▸ **PROBLEMA BREVE 1**
Responde, según el fragmento sobre las «Observaciones sobre Agricultura»:
(a) ¿Qué organismo le encargó el libro a José Manuel Pérez Castellano?
(b) ¿Cuánto tiempo tardó en escribirlo?
(c) ¿Por cuánto tiempo más sostendría el cura su vida individual?
▸ **PROBLEMA BREVE 2**
Escribe lo que sigue en el fragmento sobre las «Observaciones sobre Agricultura» después de su última oración.

▸ **FRAGMENTO DEL DOCUMENTO**
+--
Las “Observaciones sobre Agricultura” y la familia y la granja uruguaya del siglo XXI
Este libro le fue encargado al presbítero José Manuel Pérez Castellano, en los últimos años de su vida, por el Gobierno Económico de Guadalupe (actual Canelones). Superando vacilaciones iniciales, lo escribió en apenas siete meses, “desde la mitad de julio del pasado (1813) hasta la mitad del presente febrero”. En realidad, sólo pudo escribirlo con tal brevedad, porque lo asistían cuatro largas décadas de cultivo de su chacra del Miguelete, cargadas de una minuciosa y enamorada contemplación de la Naturaleza y acicateadas por el cotidiano paladeo de todos sus frutos.
Es ciertamente, el mejor y el último fruto de uno de los árboles más altos y frondosos que se alzaron en el todavía muy raleado monte de los albores de nuestra cultura. Septuagenario, el cura ya se sentía al margen de la vida: tanto la individual, a la que sostendría apenas por un año más; como la social, perturbada por el caos de la guerra desatada y la desunión, en el bando patriota, de orientales y porteños.
+--
▸ **DATOS DISPONIBLES**
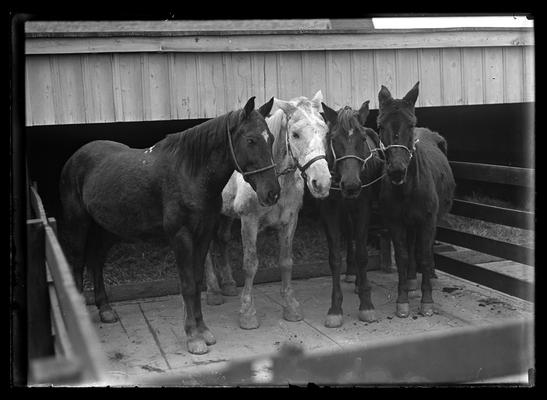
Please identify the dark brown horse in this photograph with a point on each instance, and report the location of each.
+--
▸ **RESULTADO DEL EJERCICIO 1**
(a) El Gobierno Económico de Guadalupe (actual Canelones).
(b) Apenas siete meses, desde mediados de julio de 1813 hasta mediados de febrero.
(c) Apenas por un año más.

▸ **RESULTADO DEL EJERCICIO 2**
Es, por cierto, el libro de un erudito; pero vale mucho más, afortunadamente, como saber atesorado por un labrador entusiasmado por sus éxitos, y jamás decepcionado por las derrotas que lealmente reconoce. Acudamos al subtítulo de estas “Observaciones sobre la Agricultura” y fijémonos en qué busca fundar la autoridad para captar el interés del lector: “la práctica de más de cuarenta años en que cultivó una quinta” sobre el arroyo Miguelete. Y tampoco pasemos por alto que bien se aclara que no se pretende extraer conclusiones válidas para cualquier latitud, sino apenas recomendaciones sólo aplicables “al clima y calidad de los terrenos del Miguelete o inmediaciones de Montevideo”.
A casi doscientos años de escrito, el libro tiene, por supuesto, polvo y polillas. Acaso lo cubre un estilo demasiado galano para estos tiempos tan prosaicos que actualmente corren; incurre en cierto exceso de memoriosas citas de poetas de la Antigüedad, al extremo de que causa asombro la noticia de que, en el confinamiento de su chacra, sólo disponía de un ejemplar de las Églogas de Virgilio y nada de otros autores a los que tanto cita, como es el caso, por ejemplo, del Inca Garcilaso.
Pero basta un soplo y ese polvo se disipa y queda un libro sólido y, sobre todo, luminoso; que no sólo conserva su vigencia sino que se hace particularmente necesario en una época, como la nuestra, tan signada por el menoscabo del medio ambiente, el abuso de plaguicidas y fertilizantes químicos, y el más absoluto desprecio del consumidor, al que no se vacila en destinarle, con la utilización de transgénicos, productos de la tierra carentes de sabor y terneza.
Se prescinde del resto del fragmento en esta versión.